**Objectif a:** Recopiez le passage de l'extrait ci-dessous qui commence par « En Afrique, en » et se poursuit jusqu'à « ont été licenciés. » inclus.
------ Extrait
07/07/09 (B506-B) Afrique : insécurité, troubles politiques et conflits armés à l’origine de violations des droits syndicaux (Rapport de la CSI) (Info lectrice) Le régime de Guelleh est encore épinglé pour ses pratiques anti-syndicales et le harcèlement permanent des syndicalistes libres.

Confédération syndicale internationale (CSI) http://www.ituc-csi.org

En Afrique, en 2008, onze personnes ont payé de leur vie leur engagement syndical ou à tout le moins leur participation à des grèves et à des manifestations de travailleurs. Pour ces mêmes raisons, plus d’un demi-millier d’hommes et de femmes ont été arrêtés, plus de 250 ont été blessés, parfois grièvement, certains syndicalistes ont été torturés et passés à tabac directement par les forces de sécurité ou par des inconnus souvent téléguidés par les autorités. Des dizaines de dirigeants et de simples travailleurs ont été condamnés à des peines de prison.

Plus de deux mille grévistes ont été licenciés.

On le voit, si le dernier rapport annuel de la CSI sur les violations des droits syndicaux dans le monde fait état de très nombreuses victimes avérées en Afrique, il n’en demeure pas moins que le caractère antidémocratique de nombreux régimes en place, la collusion entre nombre d’employeurs et les autorités et, plus globalement, l’insécurité, le manque de justice et l’impunité ne permettent que trop rarement de recenser de manière exhaustive tous les cas de violation.
------------
**Objectif b:** Parmi les lignes ci-dessous, reproduisez à l'identique celles qui vont de la ligne contenant « sleeve that the sensor captured. » jusqu'à la ligne contenant « [198,0,505,339] », toutes deux comprises.
------ Support de l'exercice
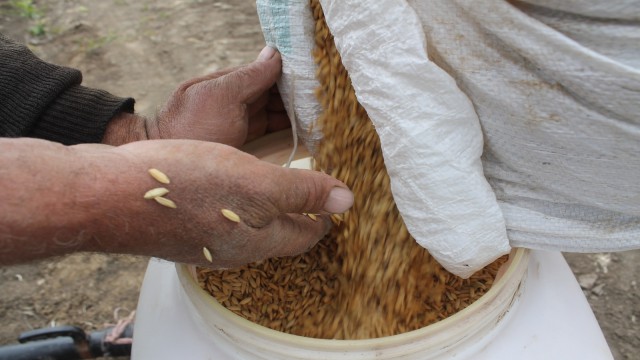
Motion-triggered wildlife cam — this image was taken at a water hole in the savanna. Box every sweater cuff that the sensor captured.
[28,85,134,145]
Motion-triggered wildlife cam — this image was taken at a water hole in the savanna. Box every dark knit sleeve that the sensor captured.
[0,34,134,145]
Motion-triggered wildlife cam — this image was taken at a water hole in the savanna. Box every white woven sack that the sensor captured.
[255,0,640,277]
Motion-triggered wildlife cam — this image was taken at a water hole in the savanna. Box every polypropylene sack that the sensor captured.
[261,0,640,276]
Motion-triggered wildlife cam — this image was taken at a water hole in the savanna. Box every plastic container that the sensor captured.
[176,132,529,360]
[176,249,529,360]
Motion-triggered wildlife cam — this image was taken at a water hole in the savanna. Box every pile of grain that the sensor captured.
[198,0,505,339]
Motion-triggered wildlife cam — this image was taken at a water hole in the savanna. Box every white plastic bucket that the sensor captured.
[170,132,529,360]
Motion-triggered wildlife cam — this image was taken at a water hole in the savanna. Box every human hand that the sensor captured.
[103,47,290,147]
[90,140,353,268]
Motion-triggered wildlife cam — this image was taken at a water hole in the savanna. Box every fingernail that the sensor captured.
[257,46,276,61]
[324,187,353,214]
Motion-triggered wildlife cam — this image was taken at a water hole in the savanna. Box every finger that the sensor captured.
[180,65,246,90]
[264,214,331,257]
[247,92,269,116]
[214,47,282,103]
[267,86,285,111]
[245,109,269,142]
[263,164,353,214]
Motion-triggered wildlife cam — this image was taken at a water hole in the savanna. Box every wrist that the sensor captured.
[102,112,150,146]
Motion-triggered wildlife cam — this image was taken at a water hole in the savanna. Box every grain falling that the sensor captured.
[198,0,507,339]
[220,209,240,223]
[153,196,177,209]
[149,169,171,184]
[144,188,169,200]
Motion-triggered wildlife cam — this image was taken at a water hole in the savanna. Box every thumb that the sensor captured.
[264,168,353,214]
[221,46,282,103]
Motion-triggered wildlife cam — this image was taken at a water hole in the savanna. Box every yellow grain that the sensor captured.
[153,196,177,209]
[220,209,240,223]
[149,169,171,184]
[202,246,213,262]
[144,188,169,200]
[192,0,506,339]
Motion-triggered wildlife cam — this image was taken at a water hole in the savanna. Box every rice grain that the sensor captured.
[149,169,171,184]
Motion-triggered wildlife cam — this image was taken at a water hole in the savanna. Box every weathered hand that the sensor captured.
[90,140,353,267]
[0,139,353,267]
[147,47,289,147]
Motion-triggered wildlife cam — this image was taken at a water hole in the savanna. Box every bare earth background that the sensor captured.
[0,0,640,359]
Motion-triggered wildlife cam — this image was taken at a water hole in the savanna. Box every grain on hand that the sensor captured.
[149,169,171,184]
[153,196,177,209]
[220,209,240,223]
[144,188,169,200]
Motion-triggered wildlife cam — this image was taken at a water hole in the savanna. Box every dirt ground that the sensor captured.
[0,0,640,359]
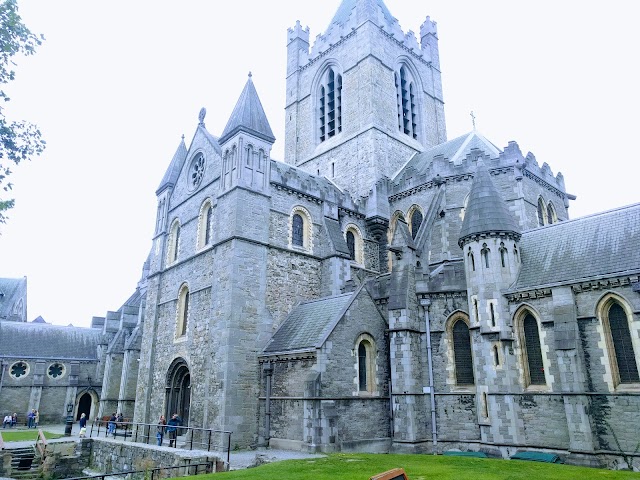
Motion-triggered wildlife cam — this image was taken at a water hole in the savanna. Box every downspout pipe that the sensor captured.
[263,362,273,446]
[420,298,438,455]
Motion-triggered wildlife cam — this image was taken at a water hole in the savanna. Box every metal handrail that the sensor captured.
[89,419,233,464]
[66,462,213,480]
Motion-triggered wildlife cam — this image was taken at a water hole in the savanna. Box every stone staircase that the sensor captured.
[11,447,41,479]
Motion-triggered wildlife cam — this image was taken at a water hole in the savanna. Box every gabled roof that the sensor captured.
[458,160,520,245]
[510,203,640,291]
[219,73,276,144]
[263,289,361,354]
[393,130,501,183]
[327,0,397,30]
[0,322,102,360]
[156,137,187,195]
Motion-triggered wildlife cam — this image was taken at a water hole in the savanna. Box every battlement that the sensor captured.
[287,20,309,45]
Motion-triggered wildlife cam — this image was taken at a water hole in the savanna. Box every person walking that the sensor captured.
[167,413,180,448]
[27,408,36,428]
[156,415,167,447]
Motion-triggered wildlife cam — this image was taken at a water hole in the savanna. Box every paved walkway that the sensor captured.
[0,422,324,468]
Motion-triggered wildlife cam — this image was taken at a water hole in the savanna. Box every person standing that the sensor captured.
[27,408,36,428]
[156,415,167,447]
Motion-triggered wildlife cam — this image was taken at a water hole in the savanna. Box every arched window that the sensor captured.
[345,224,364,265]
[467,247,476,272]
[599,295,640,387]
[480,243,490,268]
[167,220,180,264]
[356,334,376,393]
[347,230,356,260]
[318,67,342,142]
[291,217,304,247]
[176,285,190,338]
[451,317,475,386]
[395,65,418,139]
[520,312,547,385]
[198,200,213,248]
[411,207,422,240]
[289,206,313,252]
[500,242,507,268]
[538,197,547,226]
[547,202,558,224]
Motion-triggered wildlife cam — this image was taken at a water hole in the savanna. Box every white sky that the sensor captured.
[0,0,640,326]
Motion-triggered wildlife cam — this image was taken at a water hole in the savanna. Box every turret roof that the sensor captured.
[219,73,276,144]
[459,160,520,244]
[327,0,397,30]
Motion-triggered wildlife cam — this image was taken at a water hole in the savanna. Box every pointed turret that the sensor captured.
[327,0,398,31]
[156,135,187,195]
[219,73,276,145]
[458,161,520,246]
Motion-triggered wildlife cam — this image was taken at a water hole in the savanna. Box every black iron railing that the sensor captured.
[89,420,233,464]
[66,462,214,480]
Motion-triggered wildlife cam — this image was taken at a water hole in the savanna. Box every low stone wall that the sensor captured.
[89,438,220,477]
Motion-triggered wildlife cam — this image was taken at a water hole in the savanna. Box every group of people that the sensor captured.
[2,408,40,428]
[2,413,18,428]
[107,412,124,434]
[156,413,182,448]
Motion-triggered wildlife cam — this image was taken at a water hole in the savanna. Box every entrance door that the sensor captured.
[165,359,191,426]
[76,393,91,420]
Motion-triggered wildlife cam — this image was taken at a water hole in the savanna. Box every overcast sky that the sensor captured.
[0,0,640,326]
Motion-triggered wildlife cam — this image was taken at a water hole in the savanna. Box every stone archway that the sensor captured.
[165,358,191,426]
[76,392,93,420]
------------
**Corrigé de l'exercice a:**
En Afrique, en 2008, onze personnes ont payé de leur vie leur engagement syndical ou à tout le moins leur participation à des grèves et à des manifestations de travailleurs. Pour ces mêmes raisons, plus d’un demi-millier d’hommes et de femmes ont été arrêtés, plus de 250 ont été blessés, parfois grièvement, certains syndicalistes ont été torturés et passés à tabac directement par les forces de sécurité ou par des inconnus souvent téléguidés par les autorités. Des dizaines de dirigeants et de simples travailleurs ont été condamnés à des peines de prison.

Plus de deux mille grévistes ont été licenciés.

**Corrigé de l'exercice b:**
Motion-triggered wildlife cam — this image was taken at a water hole in the savanna. Box every dark knit sleeve that the sensor captured.
[0,34,134,145]
Motion-triggered wildlife cam — this image was taken at a water hole in the savanna. Box every white woven sack that the sensor captured.
[255,0,640,277]
Motion-triggered wildlife cam — this image was taken at a water hole in the savanna. Box every polypropylene sack that the sensor captured.
[261,0,640,276]
Motion-triggered wildlife cam — this image was taken at a water hole in the savanna. Box every plastic container that the sensor captured.
[176,132,529,360]
[176,249,529,360]
Motion-triggered wildlife cam — this image was taken at a water hole in the savanna. Box every pile of grain that the sensor captured.
[198,0,505,339]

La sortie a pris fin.